* Task instructions
From the first line to the last, write out the records exactly.

++++++

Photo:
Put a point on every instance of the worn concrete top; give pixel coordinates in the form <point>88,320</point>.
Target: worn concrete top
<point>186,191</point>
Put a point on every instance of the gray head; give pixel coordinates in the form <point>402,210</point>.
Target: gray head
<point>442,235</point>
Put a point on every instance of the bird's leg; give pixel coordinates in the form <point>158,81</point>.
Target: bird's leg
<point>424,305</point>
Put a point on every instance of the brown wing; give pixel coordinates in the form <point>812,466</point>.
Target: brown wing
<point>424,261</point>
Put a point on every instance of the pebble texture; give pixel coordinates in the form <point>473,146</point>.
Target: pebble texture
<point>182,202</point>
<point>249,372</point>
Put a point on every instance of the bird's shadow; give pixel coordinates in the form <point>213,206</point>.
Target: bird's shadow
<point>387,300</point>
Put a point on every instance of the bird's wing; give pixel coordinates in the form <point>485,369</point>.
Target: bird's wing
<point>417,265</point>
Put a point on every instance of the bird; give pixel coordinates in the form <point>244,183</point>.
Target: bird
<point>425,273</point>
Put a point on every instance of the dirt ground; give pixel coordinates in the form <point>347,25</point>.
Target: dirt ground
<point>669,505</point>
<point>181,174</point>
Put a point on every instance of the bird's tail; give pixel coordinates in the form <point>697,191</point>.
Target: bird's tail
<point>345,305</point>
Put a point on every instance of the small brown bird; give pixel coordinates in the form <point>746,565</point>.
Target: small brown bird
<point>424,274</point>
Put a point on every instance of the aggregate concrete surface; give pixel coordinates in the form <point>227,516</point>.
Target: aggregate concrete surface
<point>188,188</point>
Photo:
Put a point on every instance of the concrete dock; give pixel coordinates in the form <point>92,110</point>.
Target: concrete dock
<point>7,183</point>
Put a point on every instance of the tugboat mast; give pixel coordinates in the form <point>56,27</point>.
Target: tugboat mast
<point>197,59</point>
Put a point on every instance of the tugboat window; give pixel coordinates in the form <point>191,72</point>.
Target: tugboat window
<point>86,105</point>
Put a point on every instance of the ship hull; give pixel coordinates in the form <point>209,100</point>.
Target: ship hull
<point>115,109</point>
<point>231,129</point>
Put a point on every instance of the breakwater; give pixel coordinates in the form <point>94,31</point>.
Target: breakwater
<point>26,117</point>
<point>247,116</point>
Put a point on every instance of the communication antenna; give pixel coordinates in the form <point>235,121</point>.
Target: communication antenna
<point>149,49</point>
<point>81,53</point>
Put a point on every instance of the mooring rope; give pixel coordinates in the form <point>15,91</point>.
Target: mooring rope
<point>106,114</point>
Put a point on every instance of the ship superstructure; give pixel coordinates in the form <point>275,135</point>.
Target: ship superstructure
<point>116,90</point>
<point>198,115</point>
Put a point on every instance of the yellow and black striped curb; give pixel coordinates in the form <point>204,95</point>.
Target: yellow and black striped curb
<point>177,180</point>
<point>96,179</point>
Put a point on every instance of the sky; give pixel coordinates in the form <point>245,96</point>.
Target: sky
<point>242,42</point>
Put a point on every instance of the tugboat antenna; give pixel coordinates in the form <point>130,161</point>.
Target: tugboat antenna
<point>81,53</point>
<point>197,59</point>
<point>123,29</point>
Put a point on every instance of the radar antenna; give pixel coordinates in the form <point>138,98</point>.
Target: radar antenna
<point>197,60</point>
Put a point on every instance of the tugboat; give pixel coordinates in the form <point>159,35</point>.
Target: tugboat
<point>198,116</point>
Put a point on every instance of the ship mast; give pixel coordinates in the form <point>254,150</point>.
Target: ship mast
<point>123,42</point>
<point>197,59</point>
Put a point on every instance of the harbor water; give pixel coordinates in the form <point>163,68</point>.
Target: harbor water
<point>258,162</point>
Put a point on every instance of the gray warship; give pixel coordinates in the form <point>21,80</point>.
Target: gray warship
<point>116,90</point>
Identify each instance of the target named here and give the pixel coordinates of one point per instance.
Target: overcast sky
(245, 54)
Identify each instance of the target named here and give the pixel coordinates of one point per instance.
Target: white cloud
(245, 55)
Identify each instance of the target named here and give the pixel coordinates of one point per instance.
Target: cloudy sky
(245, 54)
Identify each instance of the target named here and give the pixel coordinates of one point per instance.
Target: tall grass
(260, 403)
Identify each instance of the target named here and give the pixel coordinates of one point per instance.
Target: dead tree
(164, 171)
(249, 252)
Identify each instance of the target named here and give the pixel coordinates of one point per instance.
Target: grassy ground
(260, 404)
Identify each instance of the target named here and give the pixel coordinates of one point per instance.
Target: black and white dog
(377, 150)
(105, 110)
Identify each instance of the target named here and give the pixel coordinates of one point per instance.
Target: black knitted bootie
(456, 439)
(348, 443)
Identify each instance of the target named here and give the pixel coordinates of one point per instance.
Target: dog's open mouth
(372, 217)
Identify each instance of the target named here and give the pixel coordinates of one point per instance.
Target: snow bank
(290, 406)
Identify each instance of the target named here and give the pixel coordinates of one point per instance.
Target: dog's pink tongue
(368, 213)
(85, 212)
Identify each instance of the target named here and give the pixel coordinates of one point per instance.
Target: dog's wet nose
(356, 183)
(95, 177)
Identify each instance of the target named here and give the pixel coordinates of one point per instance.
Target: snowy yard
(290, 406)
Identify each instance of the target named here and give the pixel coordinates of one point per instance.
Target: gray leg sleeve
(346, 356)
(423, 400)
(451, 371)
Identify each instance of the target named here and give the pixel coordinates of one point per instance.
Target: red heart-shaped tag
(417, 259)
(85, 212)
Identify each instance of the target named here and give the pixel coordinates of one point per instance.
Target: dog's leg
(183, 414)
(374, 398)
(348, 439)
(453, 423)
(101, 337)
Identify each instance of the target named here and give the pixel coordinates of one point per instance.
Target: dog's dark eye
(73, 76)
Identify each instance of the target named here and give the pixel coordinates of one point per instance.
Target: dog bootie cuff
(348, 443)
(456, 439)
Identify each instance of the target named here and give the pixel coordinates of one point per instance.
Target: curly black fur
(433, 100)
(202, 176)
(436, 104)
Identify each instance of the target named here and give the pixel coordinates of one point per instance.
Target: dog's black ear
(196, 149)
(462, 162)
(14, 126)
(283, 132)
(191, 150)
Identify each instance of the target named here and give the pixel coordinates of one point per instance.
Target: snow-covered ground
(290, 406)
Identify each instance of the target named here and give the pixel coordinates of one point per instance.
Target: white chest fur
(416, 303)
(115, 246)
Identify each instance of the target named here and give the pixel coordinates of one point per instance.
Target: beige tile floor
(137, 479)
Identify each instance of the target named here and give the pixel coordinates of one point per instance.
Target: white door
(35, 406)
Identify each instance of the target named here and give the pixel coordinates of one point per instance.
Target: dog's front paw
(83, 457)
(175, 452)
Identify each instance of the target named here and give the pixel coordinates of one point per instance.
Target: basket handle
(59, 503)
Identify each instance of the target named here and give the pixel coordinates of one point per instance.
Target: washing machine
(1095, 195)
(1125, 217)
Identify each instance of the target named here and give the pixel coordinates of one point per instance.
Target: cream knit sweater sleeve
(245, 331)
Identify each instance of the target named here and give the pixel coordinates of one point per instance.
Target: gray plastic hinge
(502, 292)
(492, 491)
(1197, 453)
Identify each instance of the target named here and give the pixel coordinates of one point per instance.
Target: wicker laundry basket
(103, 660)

++++++

* Problem solution
Photo:
Put a point on every instance of the worn concrete top; give pixel coordinates in the form <point>88,320</point>.
Target: worn concrete top
<point>186,191</point>
Put a point on every instance of the gray head; give pixel coordinates in the form <point>402,210</point>.
Target: gray head
<point>442,235</point>
Put a point on every instance of the bird's leg; give pixel coordinates in the form <point>158,81</point>.
Target: bird's leg
<point>424,305</point>
Put a point on every instance of the brown wing; give pixel coordinates in the form <point>812,466</point>.
Target: brown wing
<point>424,261</point>
Put a point on every instance of the pebble texture; give pixel coordinates in the form <point>473,146</point>.
Target: pebble texture
<point>182,202</point>
<point>249,372</point>
Put a point on every instance of the bird's shadow; give pixel coordinates in the form <point>213,206</point>.
Target: bird's shadow
<point>387,300</point>
Put a point on every instance of the bird's wing; give pixel coordinates in the form <point>485,369</point>.
Target: bird's wing
<point>417,265</point>
Put a point on every instance of the bird; give pixel coordinates in the form <point>244,183</point>.
Target: bird
<point>425,273</point>
Put a point on every instance of the dirt ground; give pixel coordinates in the form <point>347,25</point>.
Target: dirt ground
<point>669,505</point>
<point>181,174</point>
Put a point on every instance of the bird's tail; give pixel coordinates in the form <point>697,191</point>.
Target: bird's tail
<point>345,305</point>
Put a point on every instance of the small brown bird; give pixel coordinates in the form <point>746,565</point>.
Target: small brown bird
<point>424,274</point>
Put a point on every instance of the aggregate concrete surface; give pixel coordinates in the form <point>227,516</point>.
Target: aggregate concrete surface
<point>188,188</point>
Photo:
Put a point on every instance of the concrete dock; give pixel coordinates in the form <point>92,110</point>.
Target: concrete dock
<point>7,183</point>
Put a point on every instance of the tugboat mast; give pixel coordinates in the form <point>56,27</point>.
Target: tugboat mast
<point>197,59</point>
Put a point on every instance of the tugboat window; give pixel coordinates in the form <point>191,72</point>.
Target: tugboat window
<point>86,105</point>
Put a point on every instance of the ship hull; give pixel coordinates in the form <point>209,100</point>.
Target: ship hull
<point>115,109</point>
<point>231,129</point>
Put a point on every instance of the breakwater; give pixel coordinates in the form <point>94,31</point>.
Target: breakwater
<point>26,117</point>
<point>247,116</point>
Put a point on every instance of the communication antenna; give pixel coordinates in the form <point>235,121</point>.
Target: communication antenna
<point>149,49</point>
<point>81,53</point>
Put a point on every instance of the mooring rope; give pixel coordinates in the form <point>15,91</point>.
Target: mooring rope
<point>106,114</point>
Put a point on every instance of the ship superstructure; give pixel coordinates in the form <point>275,135</point>.
Target: ship superstructure
<point>116,90</point>
<point>198,115</point>
Put a point on every instance of the yellow and black striped curb; give pixel coordinates in the form <point>204,95</point>.
Target: yellow and black striped curb
<point>177,180</point>
<point>96,179</point>
Put a point on every instance of the sky; give pixel coordinates in the form <point>245,96</point>.
Target: sky
<point>242,42</point>
Put a point on every instance of the tugboat antenna; give pixel coordinates in the form <point>130,161</point>.
Target: tugboat antenna
<point>81,53</point>
<point>197,59</point>
<point>123,29</point>
Put a point on every instance of the radar antenna; give pixel coordinates in the form <point>138,98</point>.
Target: radar antenna
<point>197,60</point>
Put a point on every instance of the tugboat; give pixel coordinates in the form <point>159,35</point>.
Target: tugboat
<point>198,116</point>
Put a point on every instance of the ship mast; give pixel coordinates in the form <point>254,150</point>.
Target: ship mast
<point>123,42</point>
<point>197,59</point>
Put a point on every instance of the harbor water; give pixel coordinates in the form <point>163,68</point>.
Target: harbor water
<point>258,162</point>
Put a point on every instance of the gray warship; give pixel coordinates in the form <point>21,80</point>.
Target: gray warship
<point>116,90</point>
Identify each instance of the target named here and give the pixel coordinates of one point per instance.
Target: overcast sky
(245, 54)
Identify each instance of the target named here and give the pixel coordinates of one point per instance.
Target: white cloud
(245, 55)
Identify each instance of the target named here and give the pixel coordinates of one point per instance.
Target: cloudy sky
(245, 54)
Identify each instance of the target named here and give the pixel coordinates of one point per instance.
Target: tall grass
(260, 403)
Identify each instance of the target named here and give the pixel coordinates of one point per instance.
Target: dead tree
(164, 171)
(249, 252)
Identify each instance of the target named here and give the pixel coordinates of one point per instance.
Target: grassy ground
(260, 404)
Identify each instance of the target named here and give the pixel coordinates of one point per instance.
Target: black and white dog
(377, 150)
(105, 110)
Identify each instance of the target named here and give the pixel coordinates of one point per instance.
Target: black knitted bootie
(456, 439)
(348, 443)
Identify each instance of the target named here and give the pixel coordinates of one point per instance.
Target: dog's open mouth
(372, 217)
Identify each instance of the target named here and give the pixel coordinates of one point per instance.
Target: snow bank
(290, 406)
Identify each instance of the target named here and give the pixel coordinates of one point per instance.
Target: dog's pink tongue
(368, 213)
(85, 212)
Identify each instance of the target named here and give the pixel coordinates of one point per instance.
Target: dog's wet nose
(356, 183)
(95, 177)
Identify each instance of the target named here and give the pixel coordinates of one point per instance.
Target: snowy yard
(290, 406)
Identify each instance of the target named here and give the pixel coordinates of one point per instance.
Target: gray leg sleeve
(346, 356)
(423, 400)
(451, 371)
Identify each instance of the target named here and give the pixel coordinates of one point per instance.
Target: red heart-shaped tag
(417, 259)
(85, 212)
Identify each instance of the target named here and give the pixel coordinates of one point per instance.
Target: dog's leg
(183, 414)
(374, 398)
(348, 439)
(453, 423)
(101, 337)
Identify each instance of the target named here and give the pixel coordinates of one point per instance.
Target: dog's dark eye
(73, 76)
Identify each instance of the target named here and give the pixel coordinates of one point per instance.
Target: dog bootie cuff
(348, 443)
(456, 439)
Identify each instance of the target named here and give the pixel coordinates of one point per instance.
Target: curly black fur
(433, 100)
(202, 176)
(436, 104)
Identify each instance of the target named here and give the pixel coordinates of one point per instance.
Target: dog's black ear
(196, 149)
(462, 162)
(14, 126)
(283, 132)
(191, 150)
Identify each instance of the target named here and give the pixel coordinates of one point per instance.
Target: snow-covered ground
(290, 406)
Identify each instance of the target named here and give the pixel coordinates of one point per instance.
Target: white chest fur
(416, 303)
(115, 246)
Identify each instance of the target named here and give the pixel coordinates of one point per instance.
Target: beige tile floor
(137, 479)
Identify each instance of the target named here and give the pixel coordinates of one point per instance.
Target: white door
(35, 406)
Identify each instance of the target named here and give the pixel coordinates of one point per instance.
Target: dog's front paw
(83, 457)
(175, 452)
Identify each instance of the target named here and give the pixel coordinates of one point per instance.
Target: basket handle
(59, 503)
Identify each instance of the target named here and give the pixel coordinates of one point per instance.
Target: washing machine
(1095, 195)
(1125, 217)
Identify each instance of the target named here and give the pixel coordinates of one point per instance.
Target: cream knit sweater sleeve
(245, 331)
Identify each instance of the target named here and give the pixel coordinates of one point per instance.
Target: gray plastic hinge
(502, 292)
(492, 491)
(1197, 453)
Identify each instance of the target named here and give the pixel coordinates of one point per instance.
Target: wicker laundry basket
(103, 660)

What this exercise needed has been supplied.